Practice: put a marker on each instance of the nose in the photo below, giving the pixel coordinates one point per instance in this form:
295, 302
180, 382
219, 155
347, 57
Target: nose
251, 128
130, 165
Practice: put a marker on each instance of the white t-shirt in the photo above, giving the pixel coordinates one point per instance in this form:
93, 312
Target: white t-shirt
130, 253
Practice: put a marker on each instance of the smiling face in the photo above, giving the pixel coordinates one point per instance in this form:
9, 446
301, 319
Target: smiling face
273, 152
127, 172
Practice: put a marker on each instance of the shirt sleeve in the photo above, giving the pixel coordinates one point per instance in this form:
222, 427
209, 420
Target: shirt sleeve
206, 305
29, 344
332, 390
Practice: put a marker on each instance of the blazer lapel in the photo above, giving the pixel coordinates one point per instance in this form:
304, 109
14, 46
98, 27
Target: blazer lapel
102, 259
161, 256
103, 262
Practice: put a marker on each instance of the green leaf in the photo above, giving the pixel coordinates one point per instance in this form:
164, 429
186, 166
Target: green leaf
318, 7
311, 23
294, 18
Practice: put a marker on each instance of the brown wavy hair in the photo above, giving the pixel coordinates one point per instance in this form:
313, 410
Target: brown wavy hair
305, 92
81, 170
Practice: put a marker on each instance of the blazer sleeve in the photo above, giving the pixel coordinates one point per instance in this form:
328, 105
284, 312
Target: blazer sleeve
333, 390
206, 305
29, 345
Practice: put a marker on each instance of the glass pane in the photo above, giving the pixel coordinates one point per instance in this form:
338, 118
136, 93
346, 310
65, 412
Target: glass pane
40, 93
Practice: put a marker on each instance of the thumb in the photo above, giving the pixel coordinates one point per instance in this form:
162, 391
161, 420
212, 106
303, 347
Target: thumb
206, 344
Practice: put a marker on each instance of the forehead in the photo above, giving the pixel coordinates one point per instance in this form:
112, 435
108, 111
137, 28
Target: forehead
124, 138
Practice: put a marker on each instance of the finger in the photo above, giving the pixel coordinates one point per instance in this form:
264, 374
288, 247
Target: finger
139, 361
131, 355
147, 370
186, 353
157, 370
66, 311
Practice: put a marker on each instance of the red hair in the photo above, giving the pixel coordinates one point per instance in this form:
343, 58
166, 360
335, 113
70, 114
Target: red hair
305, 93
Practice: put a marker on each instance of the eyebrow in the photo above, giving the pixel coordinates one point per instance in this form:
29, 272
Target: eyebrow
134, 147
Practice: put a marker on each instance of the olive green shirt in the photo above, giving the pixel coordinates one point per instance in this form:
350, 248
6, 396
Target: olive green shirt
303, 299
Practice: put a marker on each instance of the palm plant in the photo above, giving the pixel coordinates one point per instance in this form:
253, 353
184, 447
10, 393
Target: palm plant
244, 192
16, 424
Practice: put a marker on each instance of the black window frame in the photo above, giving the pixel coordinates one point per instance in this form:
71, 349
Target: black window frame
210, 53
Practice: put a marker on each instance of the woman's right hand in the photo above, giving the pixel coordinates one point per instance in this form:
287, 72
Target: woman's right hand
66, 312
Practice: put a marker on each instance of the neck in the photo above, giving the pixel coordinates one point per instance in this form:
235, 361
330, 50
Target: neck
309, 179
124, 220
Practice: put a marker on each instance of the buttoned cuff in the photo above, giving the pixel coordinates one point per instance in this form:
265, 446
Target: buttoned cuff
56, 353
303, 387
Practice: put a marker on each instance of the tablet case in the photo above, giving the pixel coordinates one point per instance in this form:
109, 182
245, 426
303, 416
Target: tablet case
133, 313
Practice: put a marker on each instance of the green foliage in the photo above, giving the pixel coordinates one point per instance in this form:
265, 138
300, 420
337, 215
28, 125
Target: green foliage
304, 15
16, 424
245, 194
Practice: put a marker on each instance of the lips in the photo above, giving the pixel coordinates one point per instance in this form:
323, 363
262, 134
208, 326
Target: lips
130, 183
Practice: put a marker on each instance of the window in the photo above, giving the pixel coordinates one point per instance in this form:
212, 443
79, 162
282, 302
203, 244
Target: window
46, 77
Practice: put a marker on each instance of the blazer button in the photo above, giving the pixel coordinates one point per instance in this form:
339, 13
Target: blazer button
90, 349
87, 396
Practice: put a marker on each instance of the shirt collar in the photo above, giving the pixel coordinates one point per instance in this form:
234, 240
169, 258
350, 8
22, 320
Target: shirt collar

- Stated goal
Rewrite the listing from the line containing "Practice: put a marker on each instance of the shirt collar" through its end, replacing "shirt collar" with "jacket collar" and leaving everything else unchanged.

- Complete output
Practice: put a marker on each instance of the jacket collar in the photo above, giving the pixel coordinates one point per instance in this form:
234, 240
169, 258
350, 8
22, 320
Target: jacket collar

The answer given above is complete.